But that’s exactly what he did.
His office reported receiving more than 10,000 phone calls and 9,000 e-mails — the vast majority were supportive — in the three days after his one-man filibuster, dubbed “Filibernie” on the Internet. Sanders’ Twitter followers jumped 160 percent in the past five days, from 9,600 to almost 25,000. And his Facebook “likes” ballooned by more than 17,000.
The money started flowing as well.
Various websites such as Is Bernie SandersStillTalking.com were quickly established to help Sanders, who is up for re-election in 2012 and reported a meager $111,000 in his campaign account at the end of September. Roll Call Politics rates this race Safe Independent.
The Democratic fundraising site ActBlue is hosting at least three separate fundraising portals that used Sanders’ newfound fame or the tax debate to generate money for the Senator and like-minded liberal groups.
One of them was Howard Dean’s Democracy for America, which created a fundraising page Tuesday titled “Back-up Bernie Sanders.” The group raised more than $75,000 from 3,769 individuals in less than 48 hours.
“Support a progressive hero ­— Please contribute $5 right now,” reads the website, which produced money for both the Senator and Democracy for America. “Bernie Sanders didn’t back down against long odds — he had the backbone to stand up and fight for what’s right. ... Let’s make sure that every Democrat in Washington gets the message: when you stand up and fight, we’ll have your back.”
Sanders was hardly the only beneficiary of bucking the president.
Other Democrats tied their opposition to the tax cut package to fundraising appeals this week as well. The campaign of Sen. Mark Udall, one of just 10 Democratic Senators to oppose ending debate on the issue earlier in the week, sent a message to supporters Tuesday with the subject line, “I voted No.”
“I stand ready to work through the holidays if that’s what it takes to get middle-class Coloradans the tax relief that they deserve,” Udall wrote in the accompanying message that included a “contribute” button that linked to a donation page. His staff could not immediately say how much the message produced. He’s not up for reelection until 2014.
There’s little doubt, however, that anyone who voted against the tax cut extension could face a political backlash.
A Senate aide acknowledged that it’s possible, if not likely, that the risk of standing alone on a difficult issue could outweigh any fundraising advantage.
“It’s an act of courage because this vote could easily be misrepresented and used against them in their next election,” the aide said. “How much money is it going to take to defend that vote if it’s used against you?”
The National Republican Senatorial Committee wasted no time in doing just that.

:: THINGS TO DO ::
a) Translate this sentence from the passage on fundraising after the Sanders filibuster into Spanish: "Sanders was hardly the only beneficiary of bucking the president."
b) Please carry the article on fundraising after the Sanders filibuster forward from its final sentence.

:: DATA LISTING ::
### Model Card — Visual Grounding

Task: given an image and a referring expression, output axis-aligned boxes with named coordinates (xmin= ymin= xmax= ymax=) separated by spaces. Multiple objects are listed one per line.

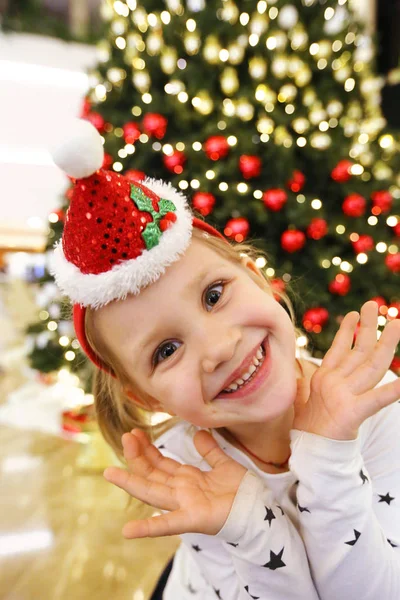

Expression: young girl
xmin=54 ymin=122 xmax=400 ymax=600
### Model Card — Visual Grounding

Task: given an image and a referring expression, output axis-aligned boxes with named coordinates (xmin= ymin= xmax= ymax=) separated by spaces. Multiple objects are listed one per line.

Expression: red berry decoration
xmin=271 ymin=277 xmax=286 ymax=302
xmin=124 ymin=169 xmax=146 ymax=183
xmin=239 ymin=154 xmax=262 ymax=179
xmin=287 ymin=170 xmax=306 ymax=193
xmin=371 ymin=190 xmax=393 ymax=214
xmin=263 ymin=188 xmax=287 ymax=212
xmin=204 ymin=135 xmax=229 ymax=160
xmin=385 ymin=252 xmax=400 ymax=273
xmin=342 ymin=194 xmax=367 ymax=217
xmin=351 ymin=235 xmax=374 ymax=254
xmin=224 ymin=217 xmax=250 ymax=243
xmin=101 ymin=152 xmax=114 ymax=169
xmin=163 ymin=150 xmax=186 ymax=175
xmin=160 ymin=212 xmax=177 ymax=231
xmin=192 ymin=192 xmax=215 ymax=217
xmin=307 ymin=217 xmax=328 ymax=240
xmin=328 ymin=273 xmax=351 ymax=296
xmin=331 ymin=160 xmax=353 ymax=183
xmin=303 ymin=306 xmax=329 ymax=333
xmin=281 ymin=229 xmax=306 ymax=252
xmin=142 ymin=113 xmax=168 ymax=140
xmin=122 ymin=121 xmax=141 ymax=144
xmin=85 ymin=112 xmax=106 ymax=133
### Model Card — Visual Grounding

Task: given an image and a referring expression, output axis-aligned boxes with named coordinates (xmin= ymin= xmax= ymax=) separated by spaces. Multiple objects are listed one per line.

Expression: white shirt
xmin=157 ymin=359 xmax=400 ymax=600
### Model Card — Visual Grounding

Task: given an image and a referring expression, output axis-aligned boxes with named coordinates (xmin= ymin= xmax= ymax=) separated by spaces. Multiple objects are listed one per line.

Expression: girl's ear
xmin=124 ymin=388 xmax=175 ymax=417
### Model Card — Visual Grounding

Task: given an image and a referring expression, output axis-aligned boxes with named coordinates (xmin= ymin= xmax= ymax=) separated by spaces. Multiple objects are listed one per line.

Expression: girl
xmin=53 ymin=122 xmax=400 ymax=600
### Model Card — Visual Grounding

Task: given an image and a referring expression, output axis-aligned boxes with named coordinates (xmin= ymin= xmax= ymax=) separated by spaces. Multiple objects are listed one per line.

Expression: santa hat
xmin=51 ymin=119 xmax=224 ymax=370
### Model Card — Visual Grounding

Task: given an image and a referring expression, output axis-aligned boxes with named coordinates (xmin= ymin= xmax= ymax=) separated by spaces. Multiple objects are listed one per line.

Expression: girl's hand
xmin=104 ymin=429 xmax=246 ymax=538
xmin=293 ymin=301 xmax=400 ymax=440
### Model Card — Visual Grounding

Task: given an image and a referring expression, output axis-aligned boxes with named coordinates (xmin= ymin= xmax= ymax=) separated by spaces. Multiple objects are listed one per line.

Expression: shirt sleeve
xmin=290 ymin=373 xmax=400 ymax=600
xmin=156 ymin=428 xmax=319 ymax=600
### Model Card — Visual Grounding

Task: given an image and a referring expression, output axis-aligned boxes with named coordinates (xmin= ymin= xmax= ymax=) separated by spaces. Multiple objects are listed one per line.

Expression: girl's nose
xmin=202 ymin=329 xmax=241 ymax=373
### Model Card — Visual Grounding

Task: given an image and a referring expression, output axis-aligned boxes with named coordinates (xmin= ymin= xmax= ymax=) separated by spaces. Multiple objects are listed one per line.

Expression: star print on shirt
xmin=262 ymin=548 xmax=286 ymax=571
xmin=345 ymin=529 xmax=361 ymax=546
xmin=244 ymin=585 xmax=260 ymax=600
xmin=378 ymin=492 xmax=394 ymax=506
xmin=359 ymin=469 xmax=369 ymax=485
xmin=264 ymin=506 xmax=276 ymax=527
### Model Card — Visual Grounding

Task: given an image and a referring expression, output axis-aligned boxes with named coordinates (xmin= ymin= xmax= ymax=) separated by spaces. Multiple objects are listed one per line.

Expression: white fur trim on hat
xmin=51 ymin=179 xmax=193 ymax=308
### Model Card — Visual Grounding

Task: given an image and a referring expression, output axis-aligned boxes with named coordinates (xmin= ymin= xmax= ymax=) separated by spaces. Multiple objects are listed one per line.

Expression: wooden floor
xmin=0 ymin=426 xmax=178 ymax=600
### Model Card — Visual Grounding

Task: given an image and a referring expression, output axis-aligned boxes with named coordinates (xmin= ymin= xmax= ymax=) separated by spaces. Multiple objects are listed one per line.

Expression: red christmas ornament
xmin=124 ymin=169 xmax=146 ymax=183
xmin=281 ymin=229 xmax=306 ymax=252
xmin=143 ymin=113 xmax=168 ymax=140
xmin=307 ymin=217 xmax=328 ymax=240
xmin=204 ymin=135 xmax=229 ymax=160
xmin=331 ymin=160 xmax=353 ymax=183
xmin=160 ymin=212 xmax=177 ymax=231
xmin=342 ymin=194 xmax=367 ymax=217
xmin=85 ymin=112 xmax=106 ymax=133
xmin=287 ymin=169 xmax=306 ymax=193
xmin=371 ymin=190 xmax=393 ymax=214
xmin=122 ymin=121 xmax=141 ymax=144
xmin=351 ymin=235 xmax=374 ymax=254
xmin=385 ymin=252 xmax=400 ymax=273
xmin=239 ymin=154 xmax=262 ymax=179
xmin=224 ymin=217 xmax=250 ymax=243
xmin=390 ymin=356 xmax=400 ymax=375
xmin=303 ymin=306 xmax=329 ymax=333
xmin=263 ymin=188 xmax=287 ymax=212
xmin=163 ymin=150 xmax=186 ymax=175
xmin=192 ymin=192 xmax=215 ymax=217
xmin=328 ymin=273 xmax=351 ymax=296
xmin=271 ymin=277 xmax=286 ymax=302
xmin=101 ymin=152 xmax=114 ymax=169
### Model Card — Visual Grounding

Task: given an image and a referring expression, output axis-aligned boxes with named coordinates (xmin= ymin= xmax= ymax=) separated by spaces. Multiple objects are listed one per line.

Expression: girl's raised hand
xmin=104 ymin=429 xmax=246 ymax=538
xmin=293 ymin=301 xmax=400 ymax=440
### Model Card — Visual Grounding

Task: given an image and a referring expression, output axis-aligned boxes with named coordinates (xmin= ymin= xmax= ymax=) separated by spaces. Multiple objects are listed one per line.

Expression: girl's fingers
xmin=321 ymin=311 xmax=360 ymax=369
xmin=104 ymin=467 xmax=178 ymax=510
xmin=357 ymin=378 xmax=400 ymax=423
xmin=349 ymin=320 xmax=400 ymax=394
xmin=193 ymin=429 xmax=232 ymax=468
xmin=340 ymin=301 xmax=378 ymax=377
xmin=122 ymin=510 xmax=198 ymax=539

:: ANSWERS TO THE PROBLEMS ::
a) Sanders no fue ni mucho menos el único que se benefició de desafiar al presidente.

b)
The GOP’s Senate campaign arm already blasted Sen. Sherrod Brown, the Ohio Democrat up for re-election in 2012, for opposing the motion to end debate on the tax bill earlier in the week. “Sherrod Brown Stands To Left of Obama, Joins Socialist Colleague To Vote For Massive Tax Hike,” reads the headline of the recent NRSC press release.
While 14 Democrats voted “no,” Brown ultimately voted for the bill Wednesday, explaining to reporters he’d “changed his mind” after Ohioans sent him letters.
The conservative group American Crossroads is also using the issue to apply political pressure, spending $400,000 this week to broadcast radio attack ads against 12 vulnerable House Democrats, demanding that they support the measure.
But liberal outside groups energized by the tax debate hope to neutralize the Republican attacks while boosting their own strength.
MoveOn.org, for example, flooded the Senate switchboard this week with an estimated 20,000 calls on Monday alone for a “phone-in filibuster” to protest the inclusion of Bush-era tax cuts. Last week, a New York-based progressive group shut down the White House switchboard with calls opposing Obama’s deal with Republicans.
“We also gathered thousands of Facebook posts and tweets about our campaign,” MoveOn leaders wrote supporters Tuesday. “This is exactly the grassroots surge we need to demand a better deal for the middle class.”
And the Progressive Change Campaign Committee reported a 25,000-person membership boost in recent weeks as it aggressively challenged Obama’s decision to compromise with the GOP.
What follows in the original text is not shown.